======== RECORDS FOR THIS EXERCISE
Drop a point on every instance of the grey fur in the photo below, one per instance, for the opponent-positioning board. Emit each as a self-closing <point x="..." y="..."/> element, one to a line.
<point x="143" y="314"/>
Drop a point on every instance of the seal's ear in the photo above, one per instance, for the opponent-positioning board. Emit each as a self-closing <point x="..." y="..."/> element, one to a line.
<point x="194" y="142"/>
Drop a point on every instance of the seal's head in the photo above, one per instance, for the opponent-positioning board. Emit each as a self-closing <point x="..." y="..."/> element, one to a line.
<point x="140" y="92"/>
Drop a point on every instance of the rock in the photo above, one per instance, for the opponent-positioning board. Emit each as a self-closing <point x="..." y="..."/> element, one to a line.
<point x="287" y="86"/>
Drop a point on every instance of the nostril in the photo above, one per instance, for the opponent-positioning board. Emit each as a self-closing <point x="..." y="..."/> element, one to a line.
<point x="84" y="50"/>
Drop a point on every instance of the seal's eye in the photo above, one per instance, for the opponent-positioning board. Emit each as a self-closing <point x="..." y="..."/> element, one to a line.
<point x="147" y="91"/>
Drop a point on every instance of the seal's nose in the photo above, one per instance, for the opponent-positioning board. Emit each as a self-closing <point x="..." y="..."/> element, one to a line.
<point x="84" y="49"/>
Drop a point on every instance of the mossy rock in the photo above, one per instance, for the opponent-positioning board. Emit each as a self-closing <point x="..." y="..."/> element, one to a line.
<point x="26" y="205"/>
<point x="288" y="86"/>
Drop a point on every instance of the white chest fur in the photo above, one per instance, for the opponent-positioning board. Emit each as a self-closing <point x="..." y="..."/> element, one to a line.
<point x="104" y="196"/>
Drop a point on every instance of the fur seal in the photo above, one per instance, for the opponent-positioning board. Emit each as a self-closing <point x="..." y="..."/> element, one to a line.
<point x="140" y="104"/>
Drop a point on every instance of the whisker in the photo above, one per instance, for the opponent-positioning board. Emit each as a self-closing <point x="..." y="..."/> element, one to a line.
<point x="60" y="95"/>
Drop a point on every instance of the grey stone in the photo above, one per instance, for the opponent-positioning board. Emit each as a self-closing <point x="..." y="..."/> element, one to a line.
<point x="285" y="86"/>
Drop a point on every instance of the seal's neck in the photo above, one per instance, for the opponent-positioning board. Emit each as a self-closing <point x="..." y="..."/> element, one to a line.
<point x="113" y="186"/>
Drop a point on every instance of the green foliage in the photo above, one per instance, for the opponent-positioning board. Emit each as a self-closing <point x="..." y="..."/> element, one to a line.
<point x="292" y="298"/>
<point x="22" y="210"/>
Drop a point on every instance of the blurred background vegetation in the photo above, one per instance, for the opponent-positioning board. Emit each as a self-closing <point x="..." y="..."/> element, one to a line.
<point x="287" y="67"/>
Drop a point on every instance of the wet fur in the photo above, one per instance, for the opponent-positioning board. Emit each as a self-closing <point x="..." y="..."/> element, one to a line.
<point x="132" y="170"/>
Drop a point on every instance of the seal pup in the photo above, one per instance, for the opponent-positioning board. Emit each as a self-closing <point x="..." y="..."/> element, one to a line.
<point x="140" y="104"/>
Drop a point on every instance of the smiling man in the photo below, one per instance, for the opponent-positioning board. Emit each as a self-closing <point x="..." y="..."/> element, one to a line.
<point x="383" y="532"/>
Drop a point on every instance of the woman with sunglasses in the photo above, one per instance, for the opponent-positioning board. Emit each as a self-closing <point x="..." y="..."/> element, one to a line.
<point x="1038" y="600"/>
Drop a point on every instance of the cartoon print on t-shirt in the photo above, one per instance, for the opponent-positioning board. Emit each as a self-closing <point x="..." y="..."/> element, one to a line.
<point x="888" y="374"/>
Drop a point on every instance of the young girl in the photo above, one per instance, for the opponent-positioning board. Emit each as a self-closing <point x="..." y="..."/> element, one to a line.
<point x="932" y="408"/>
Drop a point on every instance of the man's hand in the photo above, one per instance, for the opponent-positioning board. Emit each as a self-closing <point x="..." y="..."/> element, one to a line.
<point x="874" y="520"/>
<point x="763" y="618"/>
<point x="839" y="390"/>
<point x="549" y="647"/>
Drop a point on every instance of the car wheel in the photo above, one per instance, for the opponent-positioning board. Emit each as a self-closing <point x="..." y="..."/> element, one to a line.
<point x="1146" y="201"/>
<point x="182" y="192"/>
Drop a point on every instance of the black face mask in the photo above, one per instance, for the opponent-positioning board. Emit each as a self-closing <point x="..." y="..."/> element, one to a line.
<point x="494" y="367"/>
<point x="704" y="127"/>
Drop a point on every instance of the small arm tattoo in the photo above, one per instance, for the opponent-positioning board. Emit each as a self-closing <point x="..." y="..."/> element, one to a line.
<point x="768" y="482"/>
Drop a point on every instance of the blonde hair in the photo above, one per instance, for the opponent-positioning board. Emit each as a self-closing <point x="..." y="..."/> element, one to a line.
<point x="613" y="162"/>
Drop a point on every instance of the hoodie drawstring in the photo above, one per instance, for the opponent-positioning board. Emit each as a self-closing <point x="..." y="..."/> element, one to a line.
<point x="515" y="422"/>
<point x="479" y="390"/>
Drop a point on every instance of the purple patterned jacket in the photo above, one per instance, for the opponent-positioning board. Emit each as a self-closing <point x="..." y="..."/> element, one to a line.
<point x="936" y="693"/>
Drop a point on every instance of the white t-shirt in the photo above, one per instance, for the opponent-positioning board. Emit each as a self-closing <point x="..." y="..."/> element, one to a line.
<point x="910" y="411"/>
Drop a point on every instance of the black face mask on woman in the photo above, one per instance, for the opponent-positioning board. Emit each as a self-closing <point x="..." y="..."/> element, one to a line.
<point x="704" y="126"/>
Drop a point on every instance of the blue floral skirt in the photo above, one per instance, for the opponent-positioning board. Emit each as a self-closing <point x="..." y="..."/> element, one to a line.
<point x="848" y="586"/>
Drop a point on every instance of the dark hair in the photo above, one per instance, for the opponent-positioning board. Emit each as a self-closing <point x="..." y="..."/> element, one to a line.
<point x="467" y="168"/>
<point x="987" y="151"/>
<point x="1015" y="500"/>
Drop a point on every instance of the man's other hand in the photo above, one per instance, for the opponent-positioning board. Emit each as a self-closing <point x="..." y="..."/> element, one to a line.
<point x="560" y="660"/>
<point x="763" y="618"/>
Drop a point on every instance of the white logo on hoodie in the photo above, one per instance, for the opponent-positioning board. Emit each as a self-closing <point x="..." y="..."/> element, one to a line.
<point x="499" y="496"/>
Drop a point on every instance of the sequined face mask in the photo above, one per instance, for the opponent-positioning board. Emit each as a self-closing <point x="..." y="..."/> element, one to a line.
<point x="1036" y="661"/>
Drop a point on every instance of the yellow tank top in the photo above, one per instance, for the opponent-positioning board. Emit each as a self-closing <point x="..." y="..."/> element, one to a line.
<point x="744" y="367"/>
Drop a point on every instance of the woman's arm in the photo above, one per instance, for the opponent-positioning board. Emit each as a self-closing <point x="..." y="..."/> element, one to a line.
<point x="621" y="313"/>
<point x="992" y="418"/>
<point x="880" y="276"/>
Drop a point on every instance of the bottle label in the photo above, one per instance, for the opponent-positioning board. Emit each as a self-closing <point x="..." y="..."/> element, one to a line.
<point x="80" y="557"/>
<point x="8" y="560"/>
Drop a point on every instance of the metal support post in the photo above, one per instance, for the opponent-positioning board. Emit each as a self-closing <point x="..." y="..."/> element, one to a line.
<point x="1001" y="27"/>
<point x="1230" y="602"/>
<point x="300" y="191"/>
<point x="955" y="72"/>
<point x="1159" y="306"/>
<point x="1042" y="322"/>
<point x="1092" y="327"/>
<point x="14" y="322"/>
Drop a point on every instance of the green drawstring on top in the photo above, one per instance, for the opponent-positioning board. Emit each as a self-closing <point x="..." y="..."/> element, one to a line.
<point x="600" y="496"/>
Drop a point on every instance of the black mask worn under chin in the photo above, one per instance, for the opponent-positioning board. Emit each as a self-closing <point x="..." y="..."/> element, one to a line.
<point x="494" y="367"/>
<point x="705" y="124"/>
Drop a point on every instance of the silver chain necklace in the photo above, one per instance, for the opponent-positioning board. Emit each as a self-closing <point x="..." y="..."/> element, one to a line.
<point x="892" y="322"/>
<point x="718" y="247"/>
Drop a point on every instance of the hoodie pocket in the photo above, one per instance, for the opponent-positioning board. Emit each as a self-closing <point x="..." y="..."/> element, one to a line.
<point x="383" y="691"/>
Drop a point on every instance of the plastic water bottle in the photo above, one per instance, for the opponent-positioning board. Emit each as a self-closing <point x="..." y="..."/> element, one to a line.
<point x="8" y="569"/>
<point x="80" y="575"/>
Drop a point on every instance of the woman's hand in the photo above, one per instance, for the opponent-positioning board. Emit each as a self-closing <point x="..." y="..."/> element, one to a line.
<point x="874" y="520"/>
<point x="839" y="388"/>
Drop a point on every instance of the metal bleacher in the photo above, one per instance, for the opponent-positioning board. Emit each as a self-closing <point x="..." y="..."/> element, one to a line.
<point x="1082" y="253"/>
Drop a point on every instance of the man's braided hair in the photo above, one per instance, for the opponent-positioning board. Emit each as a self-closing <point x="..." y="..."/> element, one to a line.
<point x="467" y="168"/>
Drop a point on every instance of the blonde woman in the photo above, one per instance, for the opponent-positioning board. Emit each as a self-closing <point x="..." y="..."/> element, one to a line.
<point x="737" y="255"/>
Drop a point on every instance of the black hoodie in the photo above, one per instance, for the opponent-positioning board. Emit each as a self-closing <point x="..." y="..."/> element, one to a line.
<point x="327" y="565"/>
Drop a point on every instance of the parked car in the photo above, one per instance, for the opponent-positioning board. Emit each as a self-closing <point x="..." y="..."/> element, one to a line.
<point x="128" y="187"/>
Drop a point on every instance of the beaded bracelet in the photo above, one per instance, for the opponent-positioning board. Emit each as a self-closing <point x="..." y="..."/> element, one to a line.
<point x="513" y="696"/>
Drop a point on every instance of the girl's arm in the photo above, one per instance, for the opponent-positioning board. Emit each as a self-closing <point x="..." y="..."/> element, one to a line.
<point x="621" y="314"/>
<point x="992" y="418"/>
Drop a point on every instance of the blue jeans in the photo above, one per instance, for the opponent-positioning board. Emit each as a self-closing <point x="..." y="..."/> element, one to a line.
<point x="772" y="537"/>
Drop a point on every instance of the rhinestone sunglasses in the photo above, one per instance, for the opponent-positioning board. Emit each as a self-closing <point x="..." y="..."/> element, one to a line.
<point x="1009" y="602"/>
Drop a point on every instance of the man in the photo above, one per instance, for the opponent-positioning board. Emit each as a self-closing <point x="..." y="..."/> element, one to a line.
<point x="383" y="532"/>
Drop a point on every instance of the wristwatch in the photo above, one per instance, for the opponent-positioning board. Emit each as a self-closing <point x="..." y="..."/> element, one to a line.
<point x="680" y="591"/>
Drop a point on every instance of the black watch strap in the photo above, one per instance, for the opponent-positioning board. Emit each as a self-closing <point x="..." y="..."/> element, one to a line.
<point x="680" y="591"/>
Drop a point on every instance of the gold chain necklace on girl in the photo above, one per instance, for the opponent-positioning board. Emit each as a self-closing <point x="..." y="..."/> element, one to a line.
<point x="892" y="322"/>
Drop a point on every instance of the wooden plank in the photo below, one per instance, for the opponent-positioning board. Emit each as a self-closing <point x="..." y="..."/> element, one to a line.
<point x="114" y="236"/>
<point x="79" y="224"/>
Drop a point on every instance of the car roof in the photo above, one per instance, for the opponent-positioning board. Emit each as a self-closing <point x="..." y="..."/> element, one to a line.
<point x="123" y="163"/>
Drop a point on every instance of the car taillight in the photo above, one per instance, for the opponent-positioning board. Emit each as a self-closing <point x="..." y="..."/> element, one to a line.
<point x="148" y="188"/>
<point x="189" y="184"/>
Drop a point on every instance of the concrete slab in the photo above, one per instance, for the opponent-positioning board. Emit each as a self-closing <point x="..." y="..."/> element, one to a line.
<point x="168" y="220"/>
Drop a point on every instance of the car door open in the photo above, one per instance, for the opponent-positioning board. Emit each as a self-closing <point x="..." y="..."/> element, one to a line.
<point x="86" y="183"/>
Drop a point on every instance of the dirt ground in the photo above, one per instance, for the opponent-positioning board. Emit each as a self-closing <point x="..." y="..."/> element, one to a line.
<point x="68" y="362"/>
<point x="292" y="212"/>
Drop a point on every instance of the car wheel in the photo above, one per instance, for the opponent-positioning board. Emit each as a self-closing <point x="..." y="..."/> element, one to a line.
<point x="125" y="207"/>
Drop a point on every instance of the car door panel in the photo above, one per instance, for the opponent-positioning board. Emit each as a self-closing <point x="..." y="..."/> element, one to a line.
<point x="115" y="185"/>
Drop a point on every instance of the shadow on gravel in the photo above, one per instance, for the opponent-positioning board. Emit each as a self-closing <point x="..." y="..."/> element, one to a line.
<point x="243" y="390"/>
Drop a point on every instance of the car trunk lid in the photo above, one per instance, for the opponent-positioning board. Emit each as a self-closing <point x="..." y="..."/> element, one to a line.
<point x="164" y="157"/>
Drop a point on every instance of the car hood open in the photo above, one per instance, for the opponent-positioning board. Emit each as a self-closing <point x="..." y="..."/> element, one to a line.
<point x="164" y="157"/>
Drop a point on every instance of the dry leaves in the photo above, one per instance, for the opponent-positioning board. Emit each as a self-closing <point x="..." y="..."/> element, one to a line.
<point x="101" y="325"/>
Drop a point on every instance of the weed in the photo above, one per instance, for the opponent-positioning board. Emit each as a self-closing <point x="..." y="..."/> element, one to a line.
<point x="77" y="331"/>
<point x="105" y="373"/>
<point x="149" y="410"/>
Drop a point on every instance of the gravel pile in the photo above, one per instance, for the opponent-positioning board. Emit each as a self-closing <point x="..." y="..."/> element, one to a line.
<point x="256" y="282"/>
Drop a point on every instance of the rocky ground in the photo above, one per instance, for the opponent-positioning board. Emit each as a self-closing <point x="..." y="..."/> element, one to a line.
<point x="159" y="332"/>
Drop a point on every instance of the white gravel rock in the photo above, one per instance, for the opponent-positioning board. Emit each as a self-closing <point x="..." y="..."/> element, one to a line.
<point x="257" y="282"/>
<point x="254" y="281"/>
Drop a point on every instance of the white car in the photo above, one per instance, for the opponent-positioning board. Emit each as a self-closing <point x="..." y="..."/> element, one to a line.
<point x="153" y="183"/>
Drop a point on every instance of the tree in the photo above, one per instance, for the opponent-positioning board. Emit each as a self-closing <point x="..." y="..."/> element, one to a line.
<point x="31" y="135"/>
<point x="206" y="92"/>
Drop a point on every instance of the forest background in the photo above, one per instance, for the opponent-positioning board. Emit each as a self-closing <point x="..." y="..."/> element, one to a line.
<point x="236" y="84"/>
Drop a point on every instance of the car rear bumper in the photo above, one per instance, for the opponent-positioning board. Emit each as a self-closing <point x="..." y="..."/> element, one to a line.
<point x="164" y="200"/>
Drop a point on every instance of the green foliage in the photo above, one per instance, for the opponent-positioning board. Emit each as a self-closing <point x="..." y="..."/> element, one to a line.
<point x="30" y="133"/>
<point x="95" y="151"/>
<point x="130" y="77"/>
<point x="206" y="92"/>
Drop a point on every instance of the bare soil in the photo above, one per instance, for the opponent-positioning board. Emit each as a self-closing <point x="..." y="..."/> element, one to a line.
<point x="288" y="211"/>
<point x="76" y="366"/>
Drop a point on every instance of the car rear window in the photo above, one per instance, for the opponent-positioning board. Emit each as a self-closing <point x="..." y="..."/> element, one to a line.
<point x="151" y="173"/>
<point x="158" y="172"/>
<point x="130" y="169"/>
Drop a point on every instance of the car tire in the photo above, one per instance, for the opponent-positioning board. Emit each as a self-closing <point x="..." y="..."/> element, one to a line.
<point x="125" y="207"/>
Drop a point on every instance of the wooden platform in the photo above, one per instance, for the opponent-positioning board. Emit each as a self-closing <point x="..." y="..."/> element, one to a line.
================
• **EXERCISE GOAL**: Write out only what runs from the line holding "Drop a point on every instance of the bare" through the last line of the records, exactly as shown.

• **ANSWER TO THIS TASK**:
Drop a point on every instance of the bare soil in the photo above, one per instance, for the opponent-positioning board. Emit each as a self-closing <point x="..." y="..."/> element, one to a line.
<point x="288" y="211"/>
<point x="76" y="366"/>
Drop a point on every instance of the car rear window in the photo above, one per instance, for the opponent-positioning board. Emit each as a self-closing <point x="..." y="..."/> element, one to a line.
<point x="151" y="173"/>
<point x="158" y="172"/>
<point x="130" y="169"/>
Drop a point on every instance of the car tire in the photo above, one per instance, for the opponent-positioning board. Emit each as a self-closing <point x="..." y="..."/> element, one to a line.
<point x="125" y="207"/>
Drop a point on every instance of the wooden platform in the photo above, one per instance, for the opponent-positioning board. Emit each as a self-closing <point x="..." y="..."/> element, one to a line.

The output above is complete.